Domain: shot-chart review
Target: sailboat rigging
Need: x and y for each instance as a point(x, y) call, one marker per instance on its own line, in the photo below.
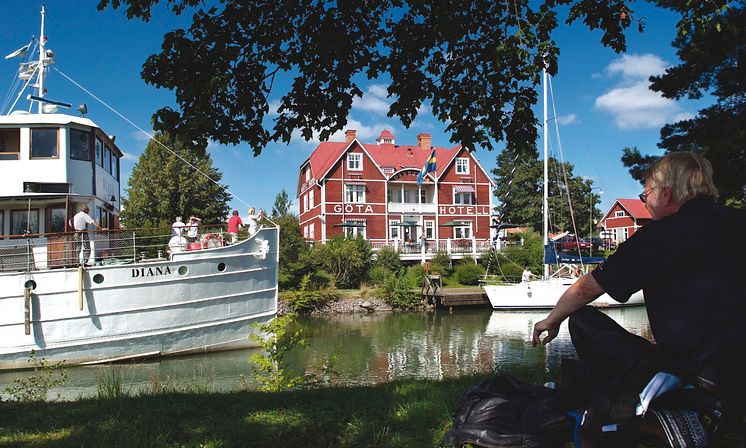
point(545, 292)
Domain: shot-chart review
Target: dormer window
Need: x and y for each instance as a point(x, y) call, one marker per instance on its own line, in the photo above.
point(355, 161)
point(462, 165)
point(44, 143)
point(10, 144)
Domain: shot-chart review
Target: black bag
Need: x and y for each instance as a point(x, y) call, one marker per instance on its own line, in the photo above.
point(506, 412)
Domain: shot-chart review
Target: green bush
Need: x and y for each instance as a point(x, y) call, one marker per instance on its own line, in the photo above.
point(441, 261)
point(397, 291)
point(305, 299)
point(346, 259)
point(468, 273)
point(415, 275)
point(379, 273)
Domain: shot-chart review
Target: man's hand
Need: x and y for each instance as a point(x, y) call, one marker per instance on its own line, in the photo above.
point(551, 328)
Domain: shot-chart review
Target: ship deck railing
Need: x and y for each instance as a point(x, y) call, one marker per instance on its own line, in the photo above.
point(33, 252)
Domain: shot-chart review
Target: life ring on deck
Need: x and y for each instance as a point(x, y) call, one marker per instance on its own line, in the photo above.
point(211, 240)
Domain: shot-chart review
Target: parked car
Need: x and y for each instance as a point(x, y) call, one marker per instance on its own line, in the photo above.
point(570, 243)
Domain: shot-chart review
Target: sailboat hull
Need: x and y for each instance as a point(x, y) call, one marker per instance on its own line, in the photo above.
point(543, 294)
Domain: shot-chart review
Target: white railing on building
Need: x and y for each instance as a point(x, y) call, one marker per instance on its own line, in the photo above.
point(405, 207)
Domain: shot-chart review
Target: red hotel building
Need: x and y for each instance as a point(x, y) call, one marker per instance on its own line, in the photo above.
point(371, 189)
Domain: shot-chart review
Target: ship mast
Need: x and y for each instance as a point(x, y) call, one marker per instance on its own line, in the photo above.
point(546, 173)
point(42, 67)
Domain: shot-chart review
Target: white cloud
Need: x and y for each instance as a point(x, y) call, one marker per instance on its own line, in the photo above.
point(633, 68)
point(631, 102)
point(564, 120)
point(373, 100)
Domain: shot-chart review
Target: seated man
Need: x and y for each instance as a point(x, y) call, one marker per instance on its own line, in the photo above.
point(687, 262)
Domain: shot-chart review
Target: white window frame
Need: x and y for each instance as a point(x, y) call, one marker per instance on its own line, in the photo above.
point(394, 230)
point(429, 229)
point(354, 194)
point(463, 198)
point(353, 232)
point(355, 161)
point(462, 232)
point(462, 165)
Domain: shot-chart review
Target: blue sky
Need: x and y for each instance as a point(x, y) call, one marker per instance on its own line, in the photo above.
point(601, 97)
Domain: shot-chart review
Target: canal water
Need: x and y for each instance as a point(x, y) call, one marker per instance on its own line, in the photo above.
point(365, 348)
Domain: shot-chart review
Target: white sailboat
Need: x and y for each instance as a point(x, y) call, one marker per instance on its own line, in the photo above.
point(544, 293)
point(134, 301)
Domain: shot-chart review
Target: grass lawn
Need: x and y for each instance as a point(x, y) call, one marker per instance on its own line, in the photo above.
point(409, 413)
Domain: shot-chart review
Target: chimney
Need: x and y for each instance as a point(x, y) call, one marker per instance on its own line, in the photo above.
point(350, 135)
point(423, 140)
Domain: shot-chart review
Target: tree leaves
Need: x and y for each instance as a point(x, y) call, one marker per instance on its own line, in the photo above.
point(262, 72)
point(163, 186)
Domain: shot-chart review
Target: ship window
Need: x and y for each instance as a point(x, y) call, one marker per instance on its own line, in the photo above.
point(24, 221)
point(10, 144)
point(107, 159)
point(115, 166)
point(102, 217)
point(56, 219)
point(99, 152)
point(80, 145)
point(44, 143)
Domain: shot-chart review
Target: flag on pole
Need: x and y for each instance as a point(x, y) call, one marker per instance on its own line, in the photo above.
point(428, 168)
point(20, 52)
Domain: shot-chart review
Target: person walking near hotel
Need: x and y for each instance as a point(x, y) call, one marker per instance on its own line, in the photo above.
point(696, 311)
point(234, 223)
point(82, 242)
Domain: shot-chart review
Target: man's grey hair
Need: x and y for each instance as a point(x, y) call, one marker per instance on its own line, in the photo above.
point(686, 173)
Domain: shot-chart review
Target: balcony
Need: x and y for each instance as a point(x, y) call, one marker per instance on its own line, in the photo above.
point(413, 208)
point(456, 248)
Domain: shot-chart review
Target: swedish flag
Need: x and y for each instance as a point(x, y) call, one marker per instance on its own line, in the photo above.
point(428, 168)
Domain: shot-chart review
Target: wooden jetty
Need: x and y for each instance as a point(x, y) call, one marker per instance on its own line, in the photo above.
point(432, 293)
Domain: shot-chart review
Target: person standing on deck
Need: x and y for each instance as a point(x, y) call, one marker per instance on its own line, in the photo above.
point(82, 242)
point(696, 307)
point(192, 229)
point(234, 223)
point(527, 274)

************

▶ [Assignment]: When a line holds the string "railing", pull it out of the listing.

▶ [The answer]:
Target: ship deck railing
Target: white railing on building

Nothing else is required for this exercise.